* [Objective 1]: How would you condense the paragraph beginning "Kira & Jonathan both regularly work from home" in the house remodelling description into a short bulleted list that keeps its main facts?

[start of Extracted text]

Kira & Jonathan’s home

The remodelling of a semi-detached, two-storey Edwardian house and gardens in north London with the addition of a side single-storey extension, courtyard patio, garden studio, loft conversion and dormer extension, to create a family home for a couple, their four pre-teen and teenage children, and two dogs.

Kira & Jonathan both regularly work from home, Kira for a university, a couple of days a week, when not in the office, and Jonathan for the events side of a financial institution on a daily basis, when not travelling. They each have a son and a daughter from previous relationships, they had one dog, and during the course of the project they gained another one too. As such, they have a lively household which can contract to one, or expand to six, plus family and friends, at different times, and on different days, from week to week.

The existing ground floor had a cellular layout arranged along a hallway and stair, with living rooms in the front wider principle spaces; a bathroom and kitchen in the rear narrower outrigger; a dining area in a rear, single-storey extension; a lean-to outbuilding in the sideway; and an overgrown back garden. The resulting spaces were too small, too dark, and too disconnected to successfully balance the competing demands of home-working, home-studying, communal family life, and for children to hang out. The existing first floor had four bedrooms, one of which was a box bedroom, resulting in an unequal distribution of bedrooms between children, and a very small shower room, with subsequent potential for familial tensions as the children grew older!

Zminkowska De Boise Architects proposed a series of moves to balance these demands and to make a family home fit for contemporary life in the capital.

The first move was to add a studio in the back garden to create a flexible home office for Jonathan/gym/additional living space. On the boundary at the end of the garden is the two-storey brown pebble-dash covered flank wall of the rear neighbouring house. The obvious location for the garden studio was against this wall to retain as large an area of garden as possible and to conceal the wall. In fact, ZDB Architects initially developed a scheme for a garden studio in this location which was eventually granted Planning permission. However, during the detail technical design stage, Kira & Jonathan became aware that the rear neighbouring house had an ongoing problem with structural movement and understandably wished to avoid exacerbating this, so decided to halt work on the garden studio. In retrospect, this obstacle was actually the making of the project. Reluctant to abandon the garden studio, ZDB Architects had a eureka moment and suggested moving it into the middle of the garden to create a courtyard patio between it and the house on one side and a secret garden between it and the rear neighbouring house on the other. The garden studio was sunk a few steps down below ground level to nestle it into the garden and to minimise the impact on the existing rear extension and side neighbouring houses. On one side a picture window provides a view over the built-in oiled timber bench and raised brickwork herb and salad vegetable planters surrounding the courtyard patio to the house. On the other side wide sliding glazed doors provide a view up the brick paved steps, through the planting, to the seating area in the secret garden.

[end of Extracted text]

* [Objective 2]: Can you rewrite the stretch of the listing from the line containing "Locate the cloudy" through the line containing "xmin=0 ymin=456 xmax=1000 ymax=667" as a Markdown table with the columns Row and Line, leaving out blank lines?

[start of Records supplied]

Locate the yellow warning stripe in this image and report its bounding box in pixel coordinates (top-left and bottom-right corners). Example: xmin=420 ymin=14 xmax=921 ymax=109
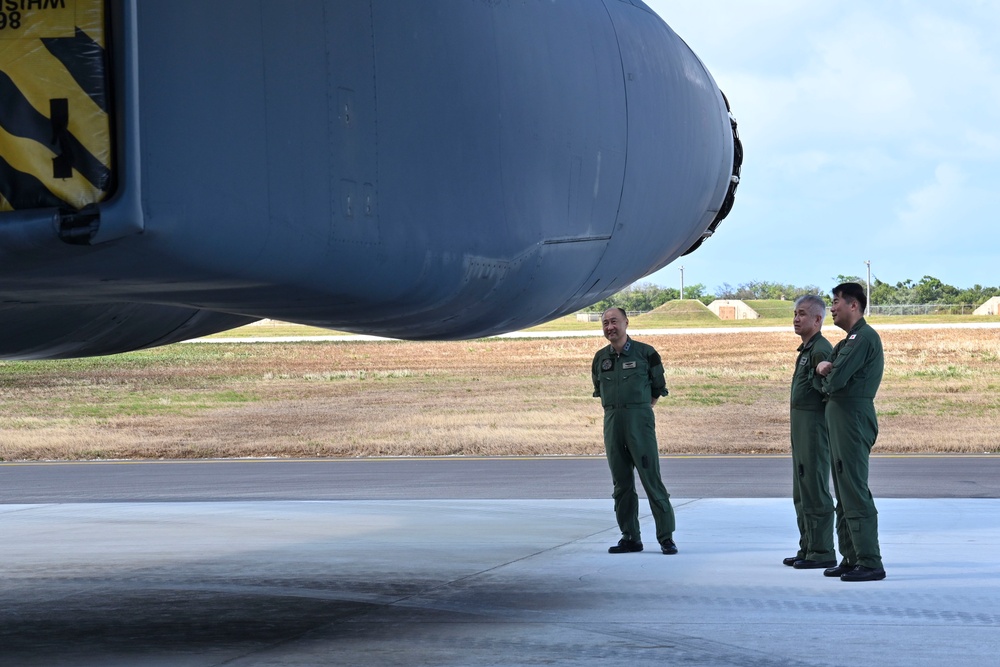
xmin=0 ymin=32 xmax=111 ymax=172
xmin=0 ymin=0 xmax=112 ymax=210
xmin=0 ymin=122 xmax=103 ymax=209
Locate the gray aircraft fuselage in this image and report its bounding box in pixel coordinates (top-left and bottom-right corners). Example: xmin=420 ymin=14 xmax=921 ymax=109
xmin=0 ymin=0 xmax=742 ymax=359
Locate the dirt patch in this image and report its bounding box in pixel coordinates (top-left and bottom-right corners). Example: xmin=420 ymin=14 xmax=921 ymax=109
xmin=0 ymin=329 xmax=1000 ymax=460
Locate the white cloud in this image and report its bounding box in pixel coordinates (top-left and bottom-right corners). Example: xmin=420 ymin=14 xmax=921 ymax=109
xmin=647 ymin=0 xmax=1000 ymax=286
xmin=892 ymin=164 xmax=969 ymax=246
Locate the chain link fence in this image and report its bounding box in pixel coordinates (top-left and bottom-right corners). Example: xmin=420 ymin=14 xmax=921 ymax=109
xmin=869 ymin=303 xmax=976 ymax=315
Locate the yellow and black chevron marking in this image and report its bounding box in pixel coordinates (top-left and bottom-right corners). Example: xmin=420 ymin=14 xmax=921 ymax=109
xmin=0 ymin=0 xmax=113 ymax=211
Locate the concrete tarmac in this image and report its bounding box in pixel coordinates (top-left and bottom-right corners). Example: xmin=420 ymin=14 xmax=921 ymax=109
xmin=0 ymin=497 xmax=1000 ymax=667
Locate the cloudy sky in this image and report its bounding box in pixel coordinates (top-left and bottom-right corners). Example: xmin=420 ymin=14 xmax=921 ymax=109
xmin=642 ymin=0 xmax=1000 ymax=292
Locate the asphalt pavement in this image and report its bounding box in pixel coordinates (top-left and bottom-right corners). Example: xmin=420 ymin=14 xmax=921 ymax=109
xmin=0 ymin=456 xmax=1000 ymax=667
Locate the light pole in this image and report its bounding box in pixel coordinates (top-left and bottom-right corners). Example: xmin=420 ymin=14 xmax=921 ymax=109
xmin=865 ymin=259 xmax=872 ymax=317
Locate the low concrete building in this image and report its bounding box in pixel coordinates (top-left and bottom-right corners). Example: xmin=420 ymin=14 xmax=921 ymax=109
xmin=972 ymin=296 xmax=1000 ymax=315
xmin=708 ymin=299 xmax=760 ymax=320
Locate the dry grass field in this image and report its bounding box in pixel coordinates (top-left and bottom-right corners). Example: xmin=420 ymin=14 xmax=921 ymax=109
xmin=0 ymin=326 xmax=1000 ymax=461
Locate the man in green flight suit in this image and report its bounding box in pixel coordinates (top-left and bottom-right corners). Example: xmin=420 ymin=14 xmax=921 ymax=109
xmin=816 ymin=283 xmax=885 ymax=581
xmin=591 ymin=308 xmax=677 ymax=555
xmin=782 ymin=294 xmax=837 ymax=570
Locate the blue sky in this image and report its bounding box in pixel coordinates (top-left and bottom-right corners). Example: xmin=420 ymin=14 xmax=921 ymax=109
xmin=640 ymin=0 xmax=1000 ymax=292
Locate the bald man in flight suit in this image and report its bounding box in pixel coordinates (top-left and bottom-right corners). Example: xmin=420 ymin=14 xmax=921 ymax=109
xmin=783 ymin=294 xmax=837 ymax=570
xmin=591 ymin=308 xmax=677 ymax=555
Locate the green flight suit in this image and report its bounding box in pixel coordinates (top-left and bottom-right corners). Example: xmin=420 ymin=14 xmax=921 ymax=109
xmin=790 ymin=331 xmax=837 ymax=562
xmin=591 ymin=338 xmax=674 ymax=544
xmin=822 ymin=318 xmax=885 ymax=569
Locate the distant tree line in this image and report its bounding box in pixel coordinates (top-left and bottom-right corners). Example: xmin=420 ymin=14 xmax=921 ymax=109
xmin=589 ymin=275 xmax=1000 ymax=312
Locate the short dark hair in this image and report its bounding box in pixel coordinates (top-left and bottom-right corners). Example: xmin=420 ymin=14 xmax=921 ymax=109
xmin=833 ymin=283 xmax=868 ymax=312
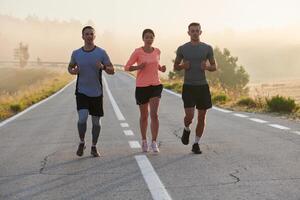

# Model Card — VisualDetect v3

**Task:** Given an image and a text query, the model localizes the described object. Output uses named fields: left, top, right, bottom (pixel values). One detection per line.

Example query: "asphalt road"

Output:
left=0, top=72, right=300, bottom=200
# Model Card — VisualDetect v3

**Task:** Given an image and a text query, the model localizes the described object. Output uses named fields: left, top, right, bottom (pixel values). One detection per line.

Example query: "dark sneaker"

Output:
left=91, top=147, right=100, bottom=157
left=76, top=143, right=85, bottom=156
left=181, top=129, right=191, bottom=145
left=192, top=143, right=202, bottom=154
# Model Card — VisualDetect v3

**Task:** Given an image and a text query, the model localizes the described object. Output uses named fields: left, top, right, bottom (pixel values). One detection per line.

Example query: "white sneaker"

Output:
left=142, top=140, right=149, bottom=152
left=151, top=141, right=159, bottom=153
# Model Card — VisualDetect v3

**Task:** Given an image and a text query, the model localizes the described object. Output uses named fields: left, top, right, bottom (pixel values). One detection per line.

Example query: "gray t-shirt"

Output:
left=70, top=47, right=110, bottom=97
left=176, top=42, right=214, bottom=85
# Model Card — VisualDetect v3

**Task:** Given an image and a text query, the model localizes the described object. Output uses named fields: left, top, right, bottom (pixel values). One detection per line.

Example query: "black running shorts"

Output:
left=182, top=84, right=212, bottom=110
left=135, top=84, right=163, bottom=105
left=76, top=93, right=104, bottom=117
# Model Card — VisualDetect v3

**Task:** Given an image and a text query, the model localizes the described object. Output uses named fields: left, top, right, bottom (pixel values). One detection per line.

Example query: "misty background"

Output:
left=0, top=0, right=300, bottom=83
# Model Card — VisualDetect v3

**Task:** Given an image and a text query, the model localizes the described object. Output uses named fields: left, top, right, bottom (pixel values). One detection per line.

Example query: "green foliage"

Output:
left=164, top=81, right=182, bottom=93
left=168, top=48, right=249, bottom=95
left=207, top=48, right=249, bottom=94
left=237, top=97, right=257, bottom=108
left=10, top=103, right=22, bottom=113
left=266, top=95, right=297, bottom=113
left=212, top=94, right=229, bottom=104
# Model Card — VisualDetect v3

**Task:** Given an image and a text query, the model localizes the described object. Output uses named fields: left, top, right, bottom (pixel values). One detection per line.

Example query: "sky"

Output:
left=0, top=0, right=300, bottom=34
left=0, top=0, right=300, bottom=81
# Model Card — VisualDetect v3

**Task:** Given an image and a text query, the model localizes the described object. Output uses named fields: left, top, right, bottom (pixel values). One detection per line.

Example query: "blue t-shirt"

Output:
left=70, top=46, right=110, bottom=97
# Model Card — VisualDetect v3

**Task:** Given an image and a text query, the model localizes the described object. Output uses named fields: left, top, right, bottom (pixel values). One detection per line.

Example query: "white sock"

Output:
left=195, top=135, right=200, bottom=144
left=184, top=126, right=191, bottom=131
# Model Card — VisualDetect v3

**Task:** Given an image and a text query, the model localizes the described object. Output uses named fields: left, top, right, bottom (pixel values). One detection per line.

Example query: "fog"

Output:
left=0, top=15, right=300, bottom=82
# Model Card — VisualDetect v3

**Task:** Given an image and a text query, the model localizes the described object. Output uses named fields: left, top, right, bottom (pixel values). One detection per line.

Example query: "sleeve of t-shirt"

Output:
left=102, top=51, right=111, bottom=65
left=176, top=46, right=183, bottom=61
left=124, top=50, right=138, bottom=71
left=206, top=46, right=214, bottom=60
left=70, top=51, right=76, bottom=65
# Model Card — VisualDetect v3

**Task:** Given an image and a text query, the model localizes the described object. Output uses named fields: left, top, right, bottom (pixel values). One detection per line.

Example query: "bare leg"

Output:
left=184, top=108, right=195, bottom=127
left=139, top=103, right=149, bottom=140
left=149, top=97, right=160, bottom=141
left=196, top=110, right=206, bottom=138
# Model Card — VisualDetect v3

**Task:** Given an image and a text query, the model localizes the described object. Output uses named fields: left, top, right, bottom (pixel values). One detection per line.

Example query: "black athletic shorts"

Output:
left=76, top=93, right=104, bottom=117
left=135, top=84, right=163, bottom=105
left=182, top=84, right=212, bottom=110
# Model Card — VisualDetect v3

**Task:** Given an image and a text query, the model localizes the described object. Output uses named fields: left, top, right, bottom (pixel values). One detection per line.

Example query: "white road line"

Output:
left=120, top=123, right=129, bottom=128
left=250, top=118, right=267, bottom=124
left=123, top=130, right=134, bottom=136
left=128, top=141, right=141, bottom=149
left=233, top=113, right=248, bottom=118
left=293, top=131, right=300, bottom=135
left=135, top=155, right=172, bottom=200
left=104, top=74, right=172, bottom=200
left=164, top=89, right=181, bottom=98
left=268, top=124, right=290, bottom=130
left=213, top=106, right=232, bottom=113
left=102, top=76, right=125, bottom=121
left=0, top=79, right=76, bottom=127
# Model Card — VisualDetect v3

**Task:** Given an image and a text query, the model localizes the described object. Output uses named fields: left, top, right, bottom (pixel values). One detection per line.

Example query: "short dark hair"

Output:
left=188, top=22, right=201, bottom=29
left=81, top=26, right=95, bottom=35
left=142, top=28, right=155, bottom=38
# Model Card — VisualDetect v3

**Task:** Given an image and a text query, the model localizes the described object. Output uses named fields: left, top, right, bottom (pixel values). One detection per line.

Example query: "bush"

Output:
left=266, top=95, right=297, bottom=113
left=212, top=94, right=228, bottom=104
left=9, top=104, right=21, bottom=112
left=237, top=97, right=256, bottom=108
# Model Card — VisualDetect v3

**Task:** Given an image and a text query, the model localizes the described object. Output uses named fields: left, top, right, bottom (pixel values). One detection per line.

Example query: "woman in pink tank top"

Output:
left=124, top=29, right=166, bottom=153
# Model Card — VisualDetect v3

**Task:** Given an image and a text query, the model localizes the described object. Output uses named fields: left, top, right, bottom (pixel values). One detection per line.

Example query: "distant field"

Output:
left=0, top=67, right=73, bottom=120
left=249, top=79, right=300, bottom=103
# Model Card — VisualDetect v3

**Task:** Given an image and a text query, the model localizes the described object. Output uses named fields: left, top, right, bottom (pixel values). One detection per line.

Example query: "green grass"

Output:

[end of Records supplied]

* [Task output 1]:
- Kira works from home for a university a couple of days a week when not in the office. Jonathan works from home daily for the events side of a financial institution when not travelling.
- Each has a son and a daughter from previous relationships.
- They had one dog and gained another during the project.
- The household can shrink to one or grow to six, plus family and friends, changing by day and by week.

* [Task output 2]:
| Row | Line |
|---|---|
| 1 | Locate the cloudy sky in this image and report its bounding box in pixel coordinates (top-left and bottom-right corners). Example: xmin=420 ymin=14 xmax=921 ymax=109 |
| 2 | xmin=642 ymin=0 xmax=1000 ymax=292 |
| 3 | Locate the asphalt pavement in this image and report its bounding box in pixel coordinates (top-left and bottom-right corners). Example: xmin=420 ymin=14 xmax=921 ymax=109 |
| 4 | xmin=0 ymin=456 xmax=1000 ymax=667 |